┌─ Text block
Nutritional and Metabolic Status of Children With Autism vs. Neurotypical Children, and the Association With Autism Severity

James B Adams; Tapan Audhya; Sharon McDonough-Means; Robert A Rubin; David Quig; Elizabeth Geis; Eva Gehn; Melissa Loresto; Jessica Mitchell; Sharon Atwood; Suzanne Barnhouse; Wondra Lee


Nutr Metab. 2011;8(41) 

In This Article

Limitations of This Study

1) The diagnosis of an autism spectrum disorder by a qualified medical professional was verified in writing, but there no additional verification. Similarly, for the neurotypical children, no additional verification was made beyond the parental report.

2) The sample size of 55 children with ASD and 44 neurotypical children was large enough to observe many significant differences between the two groups, but some differences were only marginally or possibly significant - another study, preferably with larger number of participants, is needed to verify some of the observations.
└─
┌─ Source material
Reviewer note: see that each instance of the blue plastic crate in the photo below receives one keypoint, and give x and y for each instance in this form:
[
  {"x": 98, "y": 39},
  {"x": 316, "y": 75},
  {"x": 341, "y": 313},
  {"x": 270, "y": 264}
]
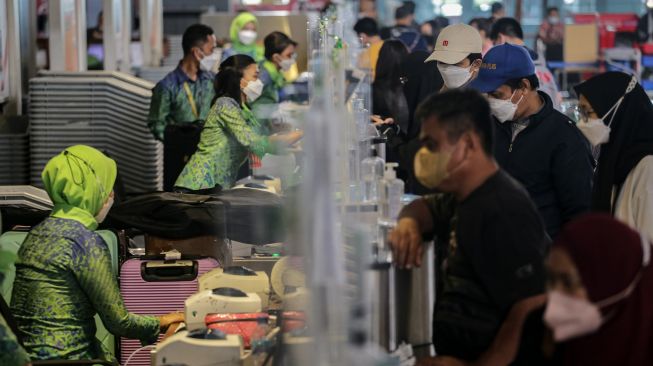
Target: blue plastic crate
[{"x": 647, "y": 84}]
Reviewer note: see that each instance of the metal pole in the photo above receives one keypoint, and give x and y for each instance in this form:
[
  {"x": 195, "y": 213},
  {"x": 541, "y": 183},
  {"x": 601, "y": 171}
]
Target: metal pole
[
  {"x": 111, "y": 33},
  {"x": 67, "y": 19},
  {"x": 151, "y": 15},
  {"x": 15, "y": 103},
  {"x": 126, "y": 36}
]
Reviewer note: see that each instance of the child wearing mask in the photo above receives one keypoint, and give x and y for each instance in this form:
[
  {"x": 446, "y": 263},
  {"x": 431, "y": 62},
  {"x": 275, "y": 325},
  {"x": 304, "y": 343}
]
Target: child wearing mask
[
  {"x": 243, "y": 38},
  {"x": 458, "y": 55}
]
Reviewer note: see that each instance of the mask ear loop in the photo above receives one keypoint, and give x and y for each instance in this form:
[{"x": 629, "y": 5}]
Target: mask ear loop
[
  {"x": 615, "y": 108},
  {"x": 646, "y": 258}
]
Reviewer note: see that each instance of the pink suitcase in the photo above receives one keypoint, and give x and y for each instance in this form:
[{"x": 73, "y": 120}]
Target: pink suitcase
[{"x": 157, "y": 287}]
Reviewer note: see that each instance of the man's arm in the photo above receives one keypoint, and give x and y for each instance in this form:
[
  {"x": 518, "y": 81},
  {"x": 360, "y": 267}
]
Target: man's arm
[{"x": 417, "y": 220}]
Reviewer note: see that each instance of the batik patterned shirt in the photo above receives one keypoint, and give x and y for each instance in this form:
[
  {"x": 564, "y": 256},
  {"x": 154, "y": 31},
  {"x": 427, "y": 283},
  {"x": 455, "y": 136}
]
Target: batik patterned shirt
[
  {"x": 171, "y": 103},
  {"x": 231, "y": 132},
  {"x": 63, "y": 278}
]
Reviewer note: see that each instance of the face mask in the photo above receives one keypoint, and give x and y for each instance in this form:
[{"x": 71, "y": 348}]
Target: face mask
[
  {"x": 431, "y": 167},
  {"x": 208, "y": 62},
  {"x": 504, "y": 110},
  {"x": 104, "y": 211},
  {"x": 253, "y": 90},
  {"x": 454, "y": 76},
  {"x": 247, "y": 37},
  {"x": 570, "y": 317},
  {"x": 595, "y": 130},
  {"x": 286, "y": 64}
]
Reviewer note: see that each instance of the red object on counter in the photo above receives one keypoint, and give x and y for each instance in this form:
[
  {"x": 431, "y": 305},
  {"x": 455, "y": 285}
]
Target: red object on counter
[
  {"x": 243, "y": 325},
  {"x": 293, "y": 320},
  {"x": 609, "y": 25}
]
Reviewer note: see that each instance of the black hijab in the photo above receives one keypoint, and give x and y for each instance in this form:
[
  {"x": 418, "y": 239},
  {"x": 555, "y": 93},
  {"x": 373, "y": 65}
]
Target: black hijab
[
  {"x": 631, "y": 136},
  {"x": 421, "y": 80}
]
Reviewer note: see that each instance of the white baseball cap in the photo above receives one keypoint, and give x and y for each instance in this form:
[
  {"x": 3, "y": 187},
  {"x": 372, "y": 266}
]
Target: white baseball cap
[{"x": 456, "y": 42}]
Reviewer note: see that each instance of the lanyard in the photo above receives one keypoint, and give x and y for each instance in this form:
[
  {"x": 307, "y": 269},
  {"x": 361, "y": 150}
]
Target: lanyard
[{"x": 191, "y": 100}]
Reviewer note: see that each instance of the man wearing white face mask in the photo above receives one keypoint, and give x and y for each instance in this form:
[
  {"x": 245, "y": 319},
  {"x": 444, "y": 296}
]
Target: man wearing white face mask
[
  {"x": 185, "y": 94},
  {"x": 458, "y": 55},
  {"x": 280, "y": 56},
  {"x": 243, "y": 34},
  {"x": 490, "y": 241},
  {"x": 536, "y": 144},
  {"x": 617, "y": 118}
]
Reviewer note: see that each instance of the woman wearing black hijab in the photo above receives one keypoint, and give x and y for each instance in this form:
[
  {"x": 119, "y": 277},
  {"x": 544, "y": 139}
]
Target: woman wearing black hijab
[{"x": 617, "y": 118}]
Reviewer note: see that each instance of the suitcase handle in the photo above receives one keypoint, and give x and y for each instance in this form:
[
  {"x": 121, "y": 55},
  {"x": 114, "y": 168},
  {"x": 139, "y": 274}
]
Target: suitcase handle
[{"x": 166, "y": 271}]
└─
┌─ Source material
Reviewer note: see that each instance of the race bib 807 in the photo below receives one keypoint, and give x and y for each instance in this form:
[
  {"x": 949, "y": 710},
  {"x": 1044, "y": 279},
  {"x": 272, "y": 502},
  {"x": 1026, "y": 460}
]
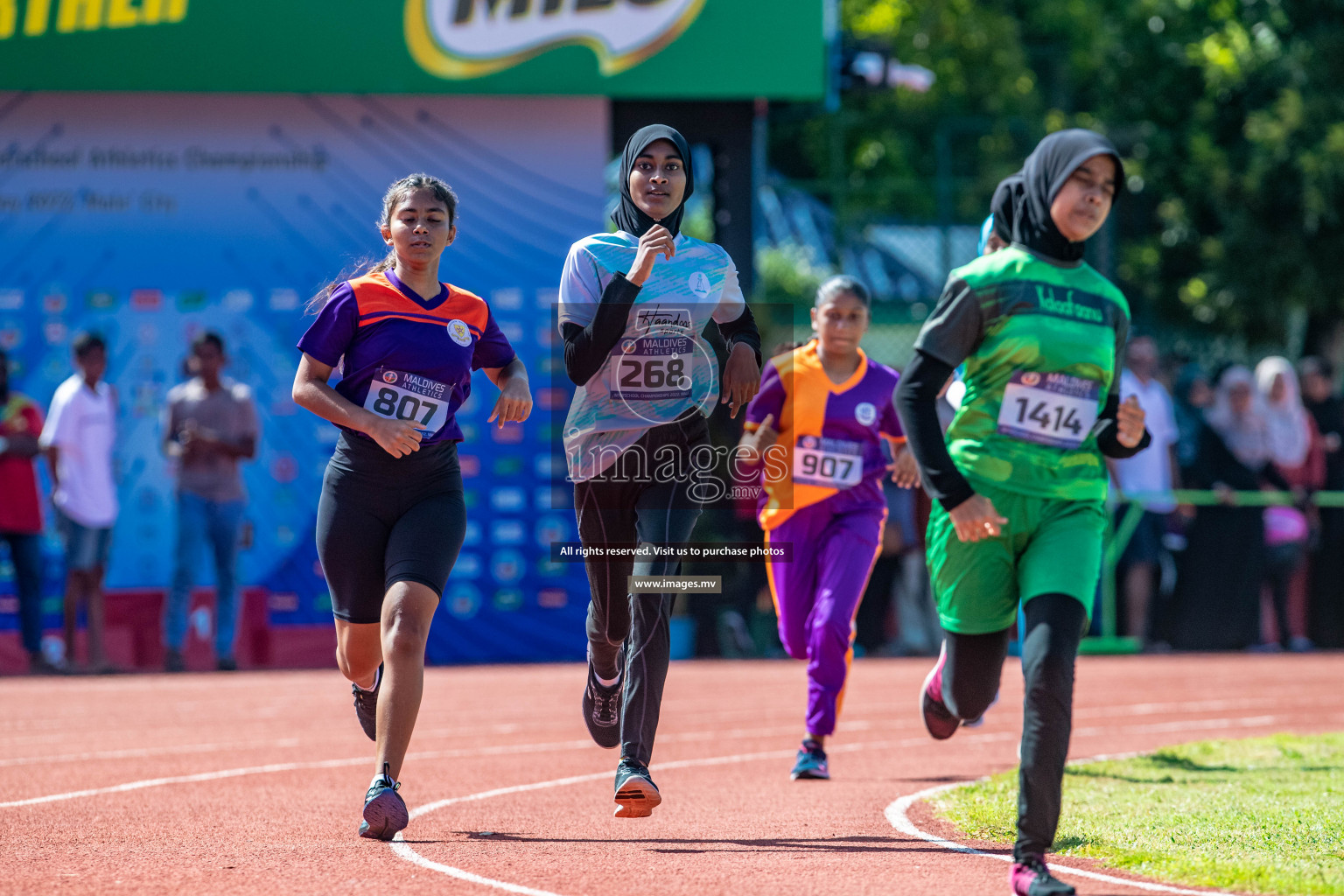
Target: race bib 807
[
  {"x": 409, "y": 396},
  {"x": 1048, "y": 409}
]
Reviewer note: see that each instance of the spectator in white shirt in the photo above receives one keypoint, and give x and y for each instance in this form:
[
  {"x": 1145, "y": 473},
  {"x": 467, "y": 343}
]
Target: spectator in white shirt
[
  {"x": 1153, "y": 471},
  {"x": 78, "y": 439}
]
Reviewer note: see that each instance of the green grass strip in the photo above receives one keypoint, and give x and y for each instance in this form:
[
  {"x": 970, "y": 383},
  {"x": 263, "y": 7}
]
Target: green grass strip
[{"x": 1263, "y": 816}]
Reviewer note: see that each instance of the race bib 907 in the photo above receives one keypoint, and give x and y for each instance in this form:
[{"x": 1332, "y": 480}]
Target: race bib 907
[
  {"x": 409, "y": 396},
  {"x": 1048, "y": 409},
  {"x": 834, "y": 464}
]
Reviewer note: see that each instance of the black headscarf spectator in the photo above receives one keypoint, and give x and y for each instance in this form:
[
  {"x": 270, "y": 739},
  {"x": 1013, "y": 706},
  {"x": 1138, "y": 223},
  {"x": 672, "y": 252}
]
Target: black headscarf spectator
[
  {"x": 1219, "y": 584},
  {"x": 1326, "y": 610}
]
└─
┌─ Source material
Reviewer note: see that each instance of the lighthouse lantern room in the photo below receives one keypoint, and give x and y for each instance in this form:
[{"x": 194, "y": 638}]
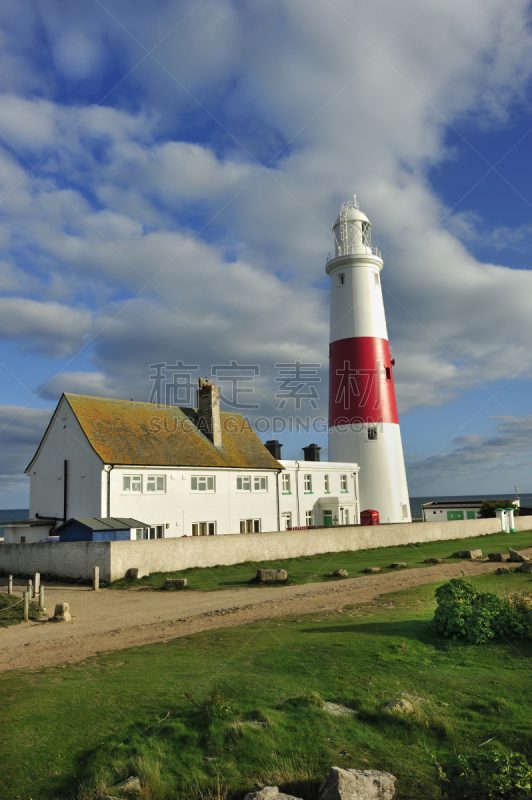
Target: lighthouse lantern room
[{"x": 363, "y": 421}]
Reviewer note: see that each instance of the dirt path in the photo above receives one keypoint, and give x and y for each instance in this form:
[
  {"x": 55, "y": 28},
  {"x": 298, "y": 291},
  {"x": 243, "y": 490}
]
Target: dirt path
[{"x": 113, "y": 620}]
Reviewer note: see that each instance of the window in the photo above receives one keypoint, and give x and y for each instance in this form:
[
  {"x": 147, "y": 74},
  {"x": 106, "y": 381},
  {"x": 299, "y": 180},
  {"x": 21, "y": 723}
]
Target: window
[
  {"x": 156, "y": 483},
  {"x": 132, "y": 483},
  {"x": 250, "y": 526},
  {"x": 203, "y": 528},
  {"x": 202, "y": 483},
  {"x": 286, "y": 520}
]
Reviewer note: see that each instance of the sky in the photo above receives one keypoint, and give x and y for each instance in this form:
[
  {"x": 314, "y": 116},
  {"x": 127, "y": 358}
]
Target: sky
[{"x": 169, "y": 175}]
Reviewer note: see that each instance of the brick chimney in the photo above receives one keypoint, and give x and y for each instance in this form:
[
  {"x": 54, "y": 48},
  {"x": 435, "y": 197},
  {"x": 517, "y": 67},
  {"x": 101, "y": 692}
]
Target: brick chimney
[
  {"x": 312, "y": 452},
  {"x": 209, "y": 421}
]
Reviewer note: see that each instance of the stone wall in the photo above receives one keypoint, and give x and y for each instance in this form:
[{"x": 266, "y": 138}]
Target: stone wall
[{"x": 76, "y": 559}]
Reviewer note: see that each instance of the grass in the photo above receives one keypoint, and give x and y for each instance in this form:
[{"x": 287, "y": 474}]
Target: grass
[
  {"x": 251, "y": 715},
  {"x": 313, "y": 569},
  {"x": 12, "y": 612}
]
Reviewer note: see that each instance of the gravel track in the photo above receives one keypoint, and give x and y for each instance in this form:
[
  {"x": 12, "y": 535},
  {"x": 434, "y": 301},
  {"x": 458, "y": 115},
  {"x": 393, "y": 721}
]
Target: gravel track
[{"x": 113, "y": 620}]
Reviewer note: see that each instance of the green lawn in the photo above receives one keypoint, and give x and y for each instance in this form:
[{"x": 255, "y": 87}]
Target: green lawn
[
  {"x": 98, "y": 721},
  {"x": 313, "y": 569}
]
└─
**Work to complete:**
• 1. Update the stretch of the autism study text from "1) The diagnosis" through "the parental report.", putting "report from parents" in place of "parental report".
• 2. Go on with the autism study text from its last sentence.
These lines have no connection to the autism study text.

**Answers for this exercise:**
• 1.
1) The diagnosis of an autism spectrum disorder by a qualified medical professional was verified in writing, but there no additional verification. Similarly, for the neurotypical children, no additional verification was made beyond the report from parents.

• 2.
3) Although several functional tests of need for vitamins were conducted, several more could have been added, but there were limitations on the total amount of tests that could be done with the blood that was drawn.

4) Medication effects: 45% of the children with autism were taking one or more medications (see Table 1), but those medications appear to have had little effect on the study results (see Medication Effects in the Results section).

5) Dietary effects: 16% of the children with autism were on special diets (see Table 1), which might have had some effect on the results.

6) All the study participants were from Arizona, so the results for this region may be somewhat different from other parts of the US or the world.